» INSTRUCTIONS FOR THE TASK
Reproduce exactly the line with "Target: blurred spectator" and the lines after it. Stop at the last line of the data and include nothing else.

━━━━━━━━

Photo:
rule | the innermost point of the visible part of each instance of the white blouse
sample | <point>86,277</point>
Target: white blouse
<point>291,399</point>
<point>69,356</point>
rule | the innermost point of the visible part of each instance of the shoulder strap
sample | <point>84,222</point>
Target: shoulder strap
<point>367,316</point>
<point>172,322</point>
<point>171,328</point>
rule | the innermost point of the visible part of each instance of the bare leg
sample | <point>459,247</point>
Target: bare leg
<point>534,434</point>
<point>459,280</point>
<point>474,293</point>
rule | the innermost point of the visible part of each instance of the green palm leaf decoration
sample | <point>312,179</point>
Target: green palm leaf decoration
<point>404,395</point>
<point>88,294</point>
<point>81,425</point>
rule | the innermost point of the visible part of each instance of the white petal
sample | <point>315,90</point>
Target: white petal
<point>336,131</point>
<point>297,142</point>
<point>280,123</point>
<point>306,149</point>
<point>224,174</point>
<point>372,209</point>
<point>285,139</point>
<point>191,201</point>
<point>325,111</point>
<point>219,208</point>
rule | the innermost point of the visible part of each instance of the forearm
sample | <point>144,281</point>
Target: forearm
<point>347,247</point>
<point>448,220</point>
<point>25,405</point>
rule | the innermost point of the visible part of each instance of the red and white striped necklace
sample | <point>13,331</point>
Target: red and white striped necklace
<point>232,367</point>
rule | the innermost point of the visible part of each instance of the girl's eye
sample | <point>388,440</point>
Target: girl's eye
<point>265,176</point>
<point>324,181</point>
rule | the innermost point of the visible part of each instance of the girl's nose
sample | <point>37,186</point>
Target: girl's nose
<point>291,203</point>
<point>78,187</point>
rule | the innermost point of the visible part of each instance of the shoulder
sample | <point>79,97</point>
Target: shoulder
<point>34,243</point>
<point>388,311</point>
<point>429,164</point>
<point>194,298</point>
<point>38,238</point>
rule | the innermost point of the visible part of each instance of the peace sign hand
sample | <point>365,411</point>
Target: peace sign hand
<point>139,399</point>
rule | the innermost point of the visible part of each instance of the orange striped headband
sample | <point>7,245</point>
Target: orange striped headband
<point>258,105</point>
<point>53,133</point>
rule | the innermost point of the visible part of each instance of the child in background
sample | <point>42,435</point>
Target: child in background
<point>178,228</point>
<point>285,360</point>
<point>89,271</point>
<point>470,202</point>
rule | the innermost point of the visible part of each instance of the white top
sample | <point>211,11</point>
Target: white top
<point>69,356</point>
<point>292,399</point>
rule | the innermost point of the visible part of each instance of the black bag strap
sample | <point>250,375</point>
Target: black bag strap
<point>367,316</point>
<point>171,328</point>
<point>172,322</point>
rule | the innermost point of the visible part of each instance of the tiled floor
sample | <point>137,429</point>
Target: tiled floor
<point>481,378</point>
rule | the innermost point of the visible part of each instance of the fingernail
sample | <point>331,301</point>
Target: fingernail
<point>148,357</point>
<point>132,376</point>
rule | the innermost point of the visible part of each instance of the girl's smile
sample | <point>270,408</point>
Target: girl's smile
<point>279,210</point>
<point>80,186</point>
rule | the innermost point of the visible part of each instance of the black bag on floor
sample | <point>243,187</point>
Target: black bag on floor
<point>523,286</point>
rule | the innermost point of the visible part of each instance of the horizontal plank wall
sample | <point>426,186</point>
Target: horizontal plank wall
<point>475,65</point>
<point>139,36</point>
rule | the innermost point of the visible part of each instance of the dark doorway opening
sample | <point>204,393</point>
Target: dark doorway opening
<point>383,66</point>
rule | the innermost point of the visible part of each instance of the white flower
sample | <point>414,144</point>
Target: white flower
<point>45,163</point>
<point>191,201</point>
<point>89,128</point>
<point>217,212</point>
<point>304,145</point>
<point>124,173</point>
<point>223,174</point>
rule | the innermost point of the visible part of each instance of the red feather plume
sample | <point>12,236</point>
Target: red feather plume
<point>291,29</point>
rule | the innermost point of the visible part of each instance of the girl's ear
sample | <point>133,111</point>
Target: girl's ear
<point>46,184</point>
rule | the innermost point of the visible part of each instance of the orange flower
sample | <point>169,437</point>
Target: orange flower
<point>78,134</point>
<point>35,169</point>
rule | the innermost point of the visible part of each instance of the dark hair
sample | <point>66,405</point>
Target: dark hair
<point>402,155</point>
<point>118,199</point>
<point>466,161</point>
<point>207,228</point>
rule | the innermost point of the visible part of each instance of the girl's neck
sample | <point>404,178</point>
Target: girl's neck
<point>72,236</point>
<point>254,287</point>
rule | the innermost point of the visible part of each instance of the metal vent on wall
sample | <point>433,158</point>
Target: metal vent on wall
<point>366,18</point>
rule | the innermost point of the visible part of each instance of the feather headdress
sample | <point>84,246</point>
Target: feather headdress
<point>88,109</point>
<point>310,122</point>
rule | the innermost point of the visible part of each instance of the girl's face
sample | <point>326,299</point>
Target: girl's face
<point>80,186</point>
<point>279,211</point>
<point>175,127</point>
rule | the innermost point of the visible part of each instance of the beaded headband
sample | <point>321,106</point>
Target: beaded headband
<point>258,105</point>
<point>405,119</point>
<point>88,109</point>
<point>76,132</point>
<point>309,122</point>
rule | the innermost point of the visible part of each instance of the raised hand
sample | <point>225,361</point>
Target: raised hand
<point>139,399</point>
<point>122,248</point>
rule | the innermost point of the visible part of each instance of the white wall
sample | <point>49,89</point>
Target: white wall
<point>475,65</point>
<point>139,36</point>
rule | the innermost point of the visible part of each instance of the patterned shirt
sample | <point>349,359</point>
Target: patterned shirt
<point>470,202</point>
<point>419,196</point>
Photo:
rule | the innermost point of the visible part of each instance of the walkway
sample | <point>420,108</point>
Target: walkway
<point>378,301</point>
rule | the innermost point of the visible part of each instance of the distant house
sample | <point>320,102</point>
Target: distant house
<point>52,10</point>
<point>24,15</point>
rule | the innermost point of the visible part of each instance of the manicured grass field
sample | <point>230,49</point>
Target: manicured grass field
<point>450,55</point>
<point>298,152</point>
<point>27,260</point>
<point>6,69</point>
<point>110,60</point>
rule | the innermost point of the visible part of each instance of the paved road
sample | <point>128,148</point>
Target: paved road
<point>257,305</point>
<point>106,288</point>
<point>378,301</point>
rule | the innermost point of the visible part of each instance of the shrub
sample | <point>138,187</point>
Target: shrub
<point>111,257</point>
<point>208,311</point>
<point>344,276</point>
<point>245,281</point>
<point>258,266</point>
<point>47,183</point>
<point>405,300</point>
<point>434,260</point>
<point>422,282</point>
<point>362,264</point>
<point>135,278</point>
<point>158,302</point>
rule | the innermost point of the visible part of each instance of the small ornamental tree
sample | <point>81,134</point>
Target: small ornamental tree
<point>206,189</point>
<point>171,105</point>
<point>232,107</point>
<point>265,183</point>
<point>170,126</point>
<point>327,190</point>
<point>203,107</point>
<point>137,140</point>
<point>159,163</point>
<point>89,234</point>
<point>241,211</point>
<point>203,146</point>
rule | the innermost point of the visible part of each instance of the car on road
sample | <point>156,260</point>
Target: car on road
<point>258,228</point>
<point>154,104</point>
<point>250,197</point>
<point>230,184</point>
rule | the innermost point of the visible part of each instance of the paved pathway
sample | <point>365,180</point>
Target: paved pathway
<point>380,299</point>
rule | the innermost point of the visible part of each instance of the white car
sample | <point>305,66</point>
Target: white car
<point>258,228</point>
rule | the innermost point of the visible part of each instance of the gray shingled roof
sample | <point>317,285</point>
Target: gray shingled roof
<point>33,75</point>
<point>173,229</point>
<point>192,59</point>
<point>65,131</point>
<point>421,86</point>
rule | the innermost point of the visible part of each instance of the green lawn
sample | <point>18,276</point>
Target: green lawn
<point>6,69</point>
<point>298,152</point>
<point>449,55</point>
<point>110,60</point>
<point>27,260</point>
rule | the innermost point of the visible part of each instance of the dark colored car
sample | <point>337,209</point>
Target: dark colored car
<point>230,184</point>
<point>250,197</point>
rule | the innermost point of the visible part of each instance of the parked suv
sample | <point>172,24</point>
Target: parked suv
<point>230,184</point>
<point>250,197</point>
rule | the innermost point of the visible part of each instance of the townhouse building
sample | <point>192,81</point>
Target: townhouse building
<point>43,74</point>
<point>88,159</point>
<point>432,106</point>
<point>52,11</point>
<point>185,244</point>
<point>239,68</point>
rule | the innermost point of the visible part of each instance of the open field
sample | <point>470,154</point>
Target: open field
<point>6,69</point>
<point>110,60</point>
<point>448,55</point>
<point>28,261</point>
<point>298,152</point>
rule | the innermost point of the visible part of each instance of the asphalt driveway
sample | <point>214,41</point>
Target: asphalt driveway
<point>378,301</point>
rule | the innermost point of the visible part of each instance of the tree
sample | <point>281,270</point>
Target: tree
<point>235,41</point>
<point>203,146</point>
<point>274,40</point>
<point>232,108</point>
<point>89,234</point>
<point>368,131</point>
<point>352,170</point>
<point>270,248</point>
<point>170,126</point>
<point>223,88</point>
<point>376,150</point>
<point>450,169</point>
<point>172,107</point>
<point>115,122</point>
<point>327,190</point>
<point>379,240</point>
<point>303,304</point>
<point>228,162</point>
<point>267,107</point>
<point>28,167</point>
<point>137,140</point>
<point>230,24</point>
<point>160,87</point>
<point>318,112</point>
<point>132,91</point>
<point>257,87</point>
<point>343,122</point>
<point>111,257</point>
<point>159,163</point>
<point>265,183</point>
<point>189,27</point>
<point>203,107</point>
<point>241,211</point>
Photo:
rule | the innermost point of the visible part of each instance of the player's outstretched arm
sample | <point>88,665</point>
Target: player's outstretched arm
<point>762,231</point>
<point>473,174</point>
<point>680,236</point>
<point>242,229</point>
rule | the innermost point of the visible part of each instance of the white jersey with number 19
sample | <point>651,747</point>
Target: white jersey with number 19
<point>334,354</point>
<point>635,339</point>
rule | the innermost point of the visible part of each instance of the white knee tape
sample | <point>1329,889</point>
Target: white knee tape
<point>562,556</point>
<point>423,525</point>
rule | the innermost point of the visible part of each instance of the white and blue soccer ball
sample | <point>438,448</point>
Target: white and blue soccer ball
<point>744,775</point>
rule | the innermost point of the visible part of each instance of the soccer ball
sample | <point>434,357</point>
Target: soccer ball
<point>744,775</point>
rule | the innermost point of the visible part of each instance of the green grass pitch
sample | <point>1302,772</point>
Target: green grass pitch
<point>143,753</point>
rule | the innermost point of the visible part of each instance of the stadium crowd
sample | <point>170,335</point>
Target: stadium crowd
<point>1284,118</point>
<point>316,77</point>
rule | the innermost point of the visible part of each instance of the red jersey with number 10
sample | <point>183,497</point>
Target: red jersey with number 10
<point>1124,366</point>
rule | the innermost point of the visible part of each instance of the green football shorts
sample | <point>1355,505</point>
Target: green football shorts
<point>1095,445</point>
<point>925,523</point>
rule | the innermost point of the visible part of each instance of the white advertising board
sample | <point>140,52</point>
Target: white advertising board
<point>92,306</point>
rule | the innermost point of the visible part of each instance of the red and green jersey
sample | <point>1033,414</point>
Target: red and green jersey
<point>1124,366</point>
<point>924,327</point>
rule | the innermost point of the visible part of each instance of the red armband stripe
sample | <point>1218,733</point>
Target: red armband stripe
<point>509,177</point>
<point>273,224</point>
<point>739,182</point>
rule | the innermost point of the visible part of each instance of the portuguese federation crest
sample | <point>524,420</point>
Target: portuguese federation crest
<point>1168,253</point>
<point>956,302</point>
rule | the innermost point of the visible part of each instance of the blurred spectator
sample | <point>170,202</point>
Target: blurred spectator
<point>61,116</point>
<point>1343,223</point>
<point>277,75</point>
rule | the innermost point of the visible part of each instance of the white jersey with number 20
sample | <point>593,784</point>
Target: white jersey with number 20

━━━━━━━━

» SOLUTION TO THE PROBLEM
Target: blurred spectator
<point>61,116</point>
<point>1343,223</point>
<point>277,75</point>
rule | the innermost point of the visible part of each instance of the white jersey with number 20
sample | <point>593,784</point>
Target: white jersey with number 20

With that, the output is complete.